■ What you have to do ■
In the listing below, find the line containing "Target: tattooed arm" and the line containing "Identify the blurred". Repeat exactly those two lines and every line between them.

■ Material to process ■
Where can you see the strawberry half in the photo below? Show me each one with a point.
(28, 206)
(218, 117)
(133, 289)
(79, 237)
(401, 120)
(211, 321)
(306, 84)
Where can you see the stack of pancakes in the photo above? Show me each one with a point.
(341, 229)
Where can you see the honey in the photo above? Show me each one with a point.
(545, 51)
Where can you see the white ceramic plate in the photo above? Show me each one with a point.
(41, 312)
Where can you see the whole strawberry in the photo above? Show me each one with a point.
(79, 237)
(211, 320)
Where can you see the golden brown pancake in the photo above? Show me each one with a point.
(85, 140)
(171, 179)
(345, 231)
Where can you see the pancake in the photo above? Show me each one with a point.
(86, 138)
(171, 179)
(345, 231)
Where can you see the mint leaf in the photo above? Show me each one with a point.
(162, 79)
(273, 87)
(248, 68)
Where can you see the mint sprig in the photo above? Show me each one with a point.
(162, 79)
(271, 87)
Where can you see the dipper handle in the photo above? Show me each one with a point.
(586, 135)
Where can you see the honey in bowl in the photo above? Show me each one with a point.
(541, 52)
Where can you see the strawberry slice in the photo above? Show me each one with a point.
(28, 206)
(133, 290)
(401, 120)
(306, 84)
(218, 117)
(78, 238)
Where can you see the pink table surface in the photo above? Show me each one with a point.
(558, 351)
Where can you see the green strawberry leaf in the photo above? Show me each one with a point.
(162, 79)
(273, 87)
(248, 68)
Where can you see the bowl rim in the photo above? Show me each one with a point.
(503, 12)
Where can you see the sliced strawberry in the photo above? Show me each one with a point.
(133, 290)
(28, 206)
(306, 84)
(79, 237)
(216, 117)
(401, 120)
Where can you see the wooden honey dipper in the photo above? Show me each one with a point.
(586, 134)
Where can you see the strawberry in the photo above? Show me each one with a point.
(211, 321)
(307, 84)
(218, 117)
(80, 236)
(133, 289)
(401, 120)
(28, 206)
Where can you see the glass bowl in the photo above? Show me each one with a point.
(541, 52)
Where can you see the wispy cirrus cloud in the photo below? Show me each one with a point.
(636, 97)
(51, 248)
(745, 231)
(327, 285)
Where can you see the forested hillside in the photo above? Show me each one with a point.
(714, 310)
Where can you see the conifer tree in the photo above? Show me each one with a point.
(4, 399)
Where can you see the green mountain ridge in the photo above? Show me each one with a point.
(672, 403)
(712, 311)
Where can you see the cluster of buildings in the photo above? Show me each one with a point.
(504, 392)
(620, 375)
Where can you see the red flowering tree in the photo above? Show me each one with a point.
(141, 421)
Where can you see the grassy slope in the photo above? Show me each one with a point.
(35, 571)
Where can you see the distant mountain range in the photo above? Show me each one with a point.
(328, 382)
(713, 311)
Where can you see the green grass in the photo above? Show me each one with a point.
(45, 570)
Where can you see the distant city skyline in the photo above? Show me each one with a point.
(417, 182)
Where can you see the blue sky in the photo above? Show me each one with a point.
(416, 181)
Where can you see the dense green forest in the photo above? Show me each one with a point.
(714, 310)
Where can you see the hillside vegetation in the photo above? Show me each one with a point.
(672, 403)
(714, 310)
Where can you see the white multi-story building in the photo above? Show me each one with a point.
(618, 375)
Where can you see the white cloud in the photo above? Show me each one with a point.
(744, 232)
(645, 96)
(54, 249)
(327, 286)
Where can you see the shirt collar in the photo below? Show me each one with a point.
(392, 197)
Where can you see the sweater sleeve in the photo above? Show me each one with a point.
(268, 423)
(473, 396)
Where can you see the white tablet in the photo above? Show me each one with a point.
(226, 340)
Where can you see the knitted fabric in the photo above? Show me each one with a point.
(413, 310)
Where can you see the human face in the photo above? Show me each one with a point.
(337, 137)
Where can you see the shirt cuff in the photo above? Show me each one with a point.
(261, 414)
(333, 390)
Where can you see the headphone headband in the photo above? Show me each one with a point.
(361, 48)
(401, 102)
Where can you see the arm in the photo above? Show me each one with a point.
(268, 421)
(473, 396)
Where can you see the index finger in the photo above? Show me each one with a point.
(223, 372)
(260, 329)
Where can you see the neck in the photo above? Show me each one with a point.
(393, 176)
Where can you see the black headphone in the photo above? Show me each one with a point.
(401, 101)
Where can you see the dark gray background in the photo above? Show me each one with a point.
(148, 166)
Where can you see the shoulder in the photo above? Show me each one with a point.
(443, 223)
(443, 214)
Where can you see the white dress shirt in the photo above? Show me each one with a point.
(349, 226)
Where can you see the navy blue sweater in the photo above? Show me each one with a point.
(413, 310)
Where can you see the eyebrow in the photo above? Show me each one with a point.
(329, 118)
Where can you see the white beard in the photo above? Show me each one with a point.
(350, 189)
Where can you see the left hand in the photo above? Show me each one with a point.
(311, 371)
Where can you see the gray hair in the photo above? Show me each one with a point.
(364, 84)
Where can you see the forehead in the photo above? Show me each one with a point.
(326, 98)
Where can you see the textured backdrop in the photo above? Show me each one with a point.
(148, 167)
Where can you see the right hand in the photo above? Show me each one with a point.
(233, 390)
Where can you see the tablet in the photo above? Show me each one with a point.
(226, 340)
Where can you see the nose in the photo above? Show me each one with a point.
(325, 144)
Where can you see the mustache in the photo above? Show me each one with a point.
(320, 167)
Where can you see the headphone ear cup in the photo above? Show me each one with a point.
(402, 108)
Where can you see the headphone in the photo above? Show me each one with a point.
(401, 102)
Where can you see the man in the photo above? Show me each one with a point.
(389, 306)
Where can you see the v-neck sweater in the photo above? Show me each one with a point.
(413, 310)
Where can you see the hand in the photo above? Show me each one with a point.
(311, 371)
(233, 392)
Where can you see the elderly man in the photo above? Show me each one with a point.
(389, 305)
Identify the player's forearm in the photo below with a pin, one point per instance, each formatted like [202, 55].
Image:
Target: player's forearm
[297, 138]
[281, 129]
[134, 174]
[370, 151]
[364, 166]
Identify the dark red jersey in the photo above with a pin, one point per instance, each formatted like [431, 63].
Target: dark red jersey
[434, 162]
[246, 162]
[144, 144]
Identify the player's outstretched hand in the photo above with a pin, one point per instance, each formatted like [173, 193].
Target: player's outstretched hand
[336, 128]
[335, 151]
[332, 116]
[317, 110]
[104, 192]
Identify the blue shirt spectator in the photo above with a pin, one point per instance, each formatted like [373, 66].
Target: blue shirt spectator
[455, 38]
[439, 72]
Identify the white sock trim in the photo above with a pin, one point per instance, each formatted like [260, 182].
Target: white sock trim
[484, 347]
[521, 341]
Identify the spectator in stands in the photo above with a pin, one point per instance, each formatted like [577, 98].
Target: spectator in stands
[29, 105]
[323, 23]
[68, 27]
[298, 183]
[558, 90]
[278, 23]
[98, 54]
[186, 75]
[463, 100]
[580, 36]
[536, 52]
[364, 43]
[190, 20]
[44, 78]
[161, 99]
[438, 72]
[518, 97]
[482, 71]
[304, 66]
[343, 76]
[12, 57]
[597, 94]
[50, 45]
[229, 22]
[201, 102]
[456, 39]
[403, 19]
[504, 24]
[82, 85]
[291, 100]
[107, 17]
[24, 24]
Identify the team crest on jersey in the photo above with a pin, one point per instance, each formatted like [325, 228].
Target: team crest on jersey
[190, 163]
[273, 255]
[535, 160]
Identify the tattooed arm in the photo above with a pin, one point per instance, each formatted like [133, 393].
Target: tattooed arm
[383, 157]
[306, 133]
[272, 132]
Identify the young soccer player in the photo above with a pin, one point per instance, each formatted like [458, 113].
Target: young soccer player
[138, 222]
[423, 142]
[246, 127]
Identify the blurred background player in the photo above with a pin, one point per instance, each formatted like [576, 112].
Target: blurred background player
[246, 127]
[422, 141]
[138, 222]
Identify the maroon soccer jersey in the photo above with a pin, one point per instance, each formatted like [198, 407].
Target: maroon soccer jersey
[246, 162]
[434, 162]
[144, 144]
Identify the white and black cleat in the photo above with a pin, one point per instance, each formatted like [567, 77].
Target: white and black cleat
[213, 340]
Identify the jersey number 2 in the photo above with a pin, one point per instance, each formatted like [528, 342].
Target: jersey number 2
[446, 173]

■ Written response ■
Target: tattooed arm
[383, 157]
[306, 133]
[272, 132]
Identify the young soccer player in the photo above with a pin, one point per instance, each formatted like [458, 113].
Target: young soccer player
[138, 222]
[423, 142]
[246, 127]
Identify the blurred background player in the photo above with a pin, one point per instance, each formatted like [576, 112].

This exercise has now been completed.